Short problem – Reproduce each line of the listing exactly.

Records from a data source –

::::

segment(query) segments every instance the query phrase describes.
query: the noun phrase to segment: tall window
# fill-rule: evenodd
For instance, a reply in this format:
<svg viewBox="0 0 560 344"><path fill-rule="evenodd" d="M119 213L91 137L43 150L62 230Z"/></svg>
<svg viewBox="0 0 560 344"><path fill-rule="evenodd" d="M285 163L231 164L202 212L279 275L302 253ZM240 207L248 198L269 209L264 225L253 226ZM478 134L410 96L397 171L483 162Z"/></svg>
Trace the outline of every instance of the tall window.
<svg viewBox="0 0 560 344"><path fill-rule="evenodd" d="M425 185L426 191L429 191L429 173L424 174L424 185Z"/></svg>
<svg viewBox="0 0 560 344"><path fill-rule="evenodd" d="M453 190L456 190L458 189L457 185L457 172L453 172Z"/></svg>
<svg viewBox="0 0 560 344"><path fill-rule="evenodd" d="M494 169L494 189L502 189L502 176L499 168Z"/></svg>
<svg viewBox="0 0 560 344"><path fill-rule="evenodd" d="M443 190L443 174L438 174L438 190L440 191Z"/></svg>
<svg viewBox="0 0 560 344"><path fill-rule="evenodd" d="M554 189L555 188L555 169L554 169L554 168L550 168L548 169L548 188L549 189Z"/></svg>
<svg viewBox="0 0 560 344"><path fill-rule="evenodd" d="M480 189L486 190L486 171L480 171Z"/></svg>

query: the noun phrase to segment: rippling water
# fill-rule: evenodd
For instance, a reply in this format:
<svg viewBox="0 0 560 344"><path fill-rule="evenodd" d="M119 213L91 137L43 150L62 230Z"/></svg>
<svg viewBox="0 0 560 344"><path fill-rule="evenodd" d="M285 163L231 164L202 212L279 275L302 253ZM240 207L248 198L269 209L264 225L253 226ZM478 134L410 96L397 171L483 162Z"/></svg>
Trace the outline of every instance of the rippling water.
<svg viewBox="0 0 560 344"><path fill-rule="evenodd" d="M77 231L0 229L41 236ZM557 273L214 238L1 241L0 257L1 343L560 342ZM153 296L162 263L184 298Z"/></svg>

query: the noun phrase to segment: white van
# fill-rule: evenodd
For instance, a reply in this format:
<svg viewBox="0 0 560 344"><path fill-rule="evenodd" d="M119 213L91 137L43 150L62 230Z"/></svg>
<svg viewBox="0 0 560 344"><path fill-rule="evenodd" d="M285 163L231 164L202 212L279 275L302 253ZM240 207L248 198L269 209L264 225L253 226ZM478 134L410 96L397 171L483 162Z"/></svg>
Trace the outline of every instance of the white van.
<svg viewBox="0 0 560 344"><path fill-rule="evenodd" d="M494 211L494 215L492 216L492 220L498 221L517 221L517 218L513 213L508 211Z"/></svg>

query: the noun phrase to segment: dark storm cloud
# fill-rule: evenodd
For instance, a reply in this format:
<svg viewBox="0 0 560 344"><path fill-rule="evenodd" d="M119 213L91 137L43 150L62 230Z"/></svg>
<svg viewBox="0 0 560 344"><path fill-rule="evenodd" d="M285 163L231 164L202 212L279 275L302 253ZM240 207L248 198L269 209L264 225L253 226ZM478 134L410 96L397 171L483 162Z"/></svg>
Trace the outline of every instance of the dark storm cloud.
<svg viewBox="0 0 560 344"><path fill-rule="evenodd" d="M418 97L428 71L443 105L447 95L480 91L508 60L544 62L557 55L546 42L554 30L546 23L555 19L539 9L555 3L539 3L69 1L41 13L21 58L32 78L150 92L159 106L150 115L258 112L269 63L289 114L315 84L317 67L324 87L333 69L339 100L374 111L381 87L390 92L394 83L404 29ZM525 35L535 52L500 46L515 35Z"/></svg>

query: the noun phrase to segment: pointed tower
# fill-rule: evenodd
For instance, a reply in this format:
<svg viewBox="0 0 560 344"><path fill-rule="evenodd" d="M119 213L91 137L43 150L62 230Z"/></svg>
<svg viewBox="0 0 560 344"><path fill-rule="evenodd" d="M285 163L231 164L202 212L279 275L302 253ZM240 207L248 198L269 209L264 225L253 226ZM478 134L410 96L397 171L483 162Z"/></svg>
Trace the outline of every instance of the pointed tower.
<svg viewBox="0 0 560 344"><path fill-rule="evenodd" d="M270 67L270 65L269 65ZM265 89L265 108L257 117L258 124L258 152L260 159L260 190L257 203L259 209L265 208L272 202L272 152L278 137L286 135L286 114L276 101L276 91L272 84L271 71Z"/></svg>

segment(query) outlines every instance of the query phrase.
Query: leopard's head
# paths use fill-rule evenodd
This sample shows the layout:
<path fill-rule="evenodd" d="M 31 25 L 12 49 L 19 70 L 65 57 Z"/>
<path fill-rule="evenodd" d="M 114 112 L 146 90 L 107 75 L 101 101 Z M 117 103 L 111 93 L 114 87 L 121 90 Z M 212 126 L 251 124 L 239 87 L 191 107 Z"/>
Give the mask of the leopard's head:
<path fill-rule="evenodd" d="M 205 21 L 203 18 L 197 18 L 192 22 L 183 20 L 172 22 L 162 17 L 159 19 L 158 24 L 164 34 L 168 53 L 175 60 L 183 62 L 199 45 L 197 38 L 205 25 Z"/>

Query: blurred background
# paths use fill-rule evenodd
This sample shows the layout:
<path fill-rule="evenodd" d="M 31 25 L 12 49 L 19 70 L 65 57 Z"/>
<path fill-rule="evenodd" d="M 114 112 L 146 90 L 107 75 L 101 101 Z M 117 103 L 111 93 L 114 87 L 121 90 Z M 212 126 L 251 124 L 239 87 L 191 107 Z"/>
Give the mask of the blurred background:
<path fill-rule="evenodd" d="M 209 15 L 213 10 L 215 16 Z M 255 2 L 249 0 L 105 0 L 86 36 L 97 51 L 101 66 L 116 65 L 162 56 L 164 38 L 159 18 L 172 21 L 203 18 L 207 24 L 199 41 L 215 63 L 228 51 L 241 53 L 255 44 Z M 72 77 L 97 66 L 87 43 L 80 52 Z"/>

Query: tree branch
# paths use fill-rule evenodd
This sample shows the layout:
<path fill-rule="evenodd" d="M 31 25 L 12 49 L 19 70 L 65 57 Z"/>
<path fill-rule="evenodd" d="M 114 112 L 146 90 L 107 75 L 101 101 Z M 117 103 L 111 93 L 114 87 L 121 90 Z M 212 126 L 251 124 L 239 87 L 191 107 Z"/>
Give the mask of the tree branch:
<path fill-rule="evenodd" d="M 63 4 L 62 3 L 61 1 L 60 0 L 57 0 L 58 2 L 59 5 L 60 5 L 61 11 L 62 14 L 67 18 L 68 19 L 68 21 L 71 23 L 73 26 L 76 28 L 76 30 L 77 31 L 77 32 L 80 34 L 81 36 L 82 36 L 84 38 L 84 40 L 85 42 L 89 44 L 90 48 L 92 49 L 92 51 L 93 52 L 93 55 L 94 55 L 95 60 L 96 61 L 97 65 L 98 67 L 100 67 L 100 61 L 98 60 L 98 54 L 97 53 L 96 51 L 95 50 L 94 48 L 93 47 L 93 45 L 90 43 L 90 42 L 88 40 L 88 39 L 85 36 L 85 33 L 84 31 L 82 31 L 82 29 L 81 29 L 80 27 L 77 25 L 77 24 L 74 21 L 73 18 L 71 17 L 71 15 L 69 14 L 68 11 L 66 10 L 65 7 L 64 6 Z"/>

::::

Task output –
segment(query) segments every instance the query phrase describes.
query: the noun phrase to segment: tall window
# fill-rule: evenodd
For instance, a reply in this format:
<svg viewBox="0 0 560 344"><path fill-rule="evenodd" d="M119 213L91 137L43 150L62 230Z"/></svg>
<svg viewBox="0 0 560 344"><path fill-rule="evenodd" d="M285 163L231 164L202 212L279 275L302 253ZM240 207L248 198L269 209L264 225L253 226ZM478 134L410 96L397 171L483 162Z"/></svg>
Trace the outline of every instance of the tall window.
<svg viewBox="0 0 560 344"><path fill-rule="evenodd" d="M425 185L426 191L429 191L429 173L424 174L424 185Z"/></svg>
<svg viewBox="0 0 560 344"><path fill-rule="evenodd" d="M453 190L456 190L458 189L457 185L457 172L453 172Z"/></svg>
<svg viewBox="0 0 560 344"><path fill-rule="evenodd" d="M494 169L494 189L502 189L502 176L499 168Z"/></svg>
<svg viewBox="0 0 560 344"><path fill-rule="evenodd" d="M443 190L443 174L438 174L438 190L440 191Z"/></svg>
<svg viewBox="0 0 560 344"><path fill-rule="evenodd" d="M554 189L555 188L555 169L554 169L554 168L550 168L548 169L548 188L549 189Z"/></svg>
<svg viewBox="0 0 560 344"><path fill-rule="evenodd" d="M480 189L486 190L486 171L480 171Z"/></svg>

query: the noun phrase to segment: rippling water
# fill-rule: evenodd
For instance, a reply in this format:
<svg viewBox="0 0 560 344"><path fill-rule="evenodd" d="M119 213L91 137L43 150L62 230Z"/></svg>
<svg viewBox="0 0 560 344"><path fill-rule="evenodd" d="M285 163L231 164L202 212L279 275L302 253ZM240 207L248 198L269 209L264 225L253 226ZM478 134L410 96L397 171L483 162Z"/></svg>
Trace the outline of every instance of the rippling water.
<svg viewBox="0 0 560 344"><path fill-rule="evenodd" d="M77 231L0 229L41 236ZM557 273L214 238L1 241L0 257L1 343L560 342ZM153 296L162 263L184 298Z"/></svg>

query: the noun phrase to segment: white van
# fill-rule: evenodd
For instance, a reply in this format:
<svg viewBox="0 0 560 344"><path fill-rule="evenodd" d="M119 213L91 137L43 150L62 230Z"/></svg>
<svg viewBox="0 0 560 344"><path fill-rule="evenodd" d="M285 163L231 164L202 212L279 275L302 253ZM240 207L248 198L269 209L264 225L253 226ZM478 134L410 96L397 171L483 162Z"/></svg>
Trace the outline of every instance of the white van.
<svg viewBox="0 0 560 344"><path fill-rule="evenodd" d="M494 211L494 215L492 216L492 220L498 221L517 221L517 218L513 213L508 211Z"/></svg>

query: the noun phrase to segment: dark storm cloud
# fill-rule: evenodd
For instance, a reply in this format:
<svg viewBox="0 0 560 344"><path fill-rule="evenodd" d="M119 213L91 137L43 150L62 230Z"/></svg>
<svg viewBox="0 0 560 344"><path fill-rule="evenodd" d="M285 163L231 164L202 212L279 275L302 253ZM240 207L248 198L269 209L264 225L253 226ZM478 134L410 96L397 171L483 162Z"/></svg>
Trace the outline of every instance of the dark storm cloud.
<svg viewBox="0 0 560 344"><path fill-rule="evenodd" d="M418 97L428 71L443 105L447 95L480 91L508 60L544 62L557 55L546 42L554 30L546 23L555 19L539 9L555 3L539 3L69 1L41 13L21 58L32 78L150 92L159 106L150 115L258 112L269 63L289 114L315 84L317 67L324 87L333 69L339 100L374 111L381 87L390 92L394 83L404 29ZM525 35L535 52L500 46L515 35Z"/></svg>

query: the noun phrase to segment: pointed tower
# fill-rule: evenodd
For instance, a reply in this format:
<svg viewBox="0 0 560 344"><path fill-rule="evenodd" d="M119 213L91 137L43 150L62 230Z"/></svg>
<svg viewBox="0 0 560 344"><path fill-rule="evenodd" d="M285 163L231 164L202 212L279 275L302 253ZM240 207L248 198L269 209L264 225L253 226ZM478 134L410 96L397 171L483 162Z"/></svg>
Trace the outline of every instance of the pointed tower.
<svg viewBox="0 0 560 344"><path fill-rule="evenodd" d="M270 67L270 65L269 65ZM265 89L265 108L257 117L258 124L258 152L260 159L260 190L257 203L259 209L265 208L272 202L272 152L278 137L286 135L286 114L276 101L276 91L272 84L271 71Z"/></svg>

segment(query) outlines every instance of the query phrase.
Query: leopard's head
# paths use fill-rule evenodd
This sample shows the layout:
<path fill-rule="evenodd" d="M 31 25 L 12 49 L 19 70 L 65 57 Z"/>
<path fill-rule="evenodd" d="M 114 112 L 146 90 L 107 75 L 101 101 Z M 117 103 L 111 93 L 114 87 L 121 90 Z M 212 126 L 251 124 L 239 87 L 191 107 Z"/>
Give the mask of the leopard's head:
<path fill-rule="evenodd" d="M 205 21 L 203 18 L 197 18 L 192 22 L 183 20 L 172 22 L 162 17 L 159 19 L 158 24 L 164 34 L 168 53 L 175 60 L 183 62 L 199 45 L 197 38 L 205 25 Z"/>

Query: blurred background
# paths use fill-rule evenodd
This sample shows the layout:
<path fill-rule="evenodd" d="M 31 25 L 12 49 L 19 70 L 65 57 Z"/>
<path fill-rule="evenodd" d="M 114 112 L 146 90 L 107 75 L 101 101 Z M 117 103 L 111 93 L 114 87 L 121 90 Z M 212 126 L 251 124 L 239 87 L 191 107 Z"/>
Give the mask of the blurred background:
<path fill-rule="evenodd" d="M 209 15 L 213 10 L 215 16 Z M 255 2 L 249 0 L 105 0 L 86 36 L 97 51 L 101 66 L 116 65 L 162 56 L 164 38 L 159 18 L 172 21 L 203 18 L 207 24 L 199 41 L 215 63 L 228 51 L 241 53 L 255 44 Z M 72 77 L 97 66 L 87 43 L 80 52 Z"/>

Query: tree branch
# paths use fill-rule evenodd
This sample shows the layout:
<path fill-rule="evenodd" d="M 31 25 L 12 49 L 19 70 L 65 57 Z"/>
<path fill-rule="evenodd" d="M 114 112 L 146 90 L 107 75 L 101 101 Z M 117 103 L 111 93 L 114 87 L 121 90 Z M 212 126 L 251 124 L 239 87 L 191 107 Z"/>
Give the mask of the tree branch:
<path fill-rule="evenodd" d="M 63 4 L 62 3 L 61 1 L 60 0 L 57 0 L 58 2 L 59 5 L 60 5 L 61 11 L 62 14 L 67 18 L 68 19 L 68 21 L 71 23 L 73 26 L 76 28 L 76 30 L 77 31 L 77 32 L 80 34 L 81 36 L 82 36 L 84 38 L 84 40 L 85 42 L 89 44 L 90 48 L 92 49 L 92 51 L 93 52 L 93 55 L 94 55 L 95 60 L 96 61 L 97 65 L 98 67 L 100 67 L 100 61 L 98 60 L 98 54 L 97 53 L 96 51 L 95 50 L 94 48 L 93 47 L 93 45 L 90 43 L 90 42 L 88 40 L 88 39 L 85 36 L 85 33 L 84 31 L 82 31 L 82 29 L 81 29 L 80 27 L 77 25 L 77 24 L 74 21 L 73 18 L 71 17 L 71 15 L 69 14 L 68 11 L 66 10 L 65 7 L 64 6 Z"/>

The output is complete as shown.